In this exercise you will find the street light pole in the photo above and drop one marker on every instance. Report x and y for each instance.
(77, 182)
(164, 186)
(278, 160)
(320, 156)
■ ■ ■
### [Work to complete]
Output the records above precisely.

### [Solved exercise]
In this exercise you will find the street light pole in the photo above and drop one marker on every instance. Report x and y for each instance.
(77, 182)
(164, 186)
(278, 160)
(320, 156)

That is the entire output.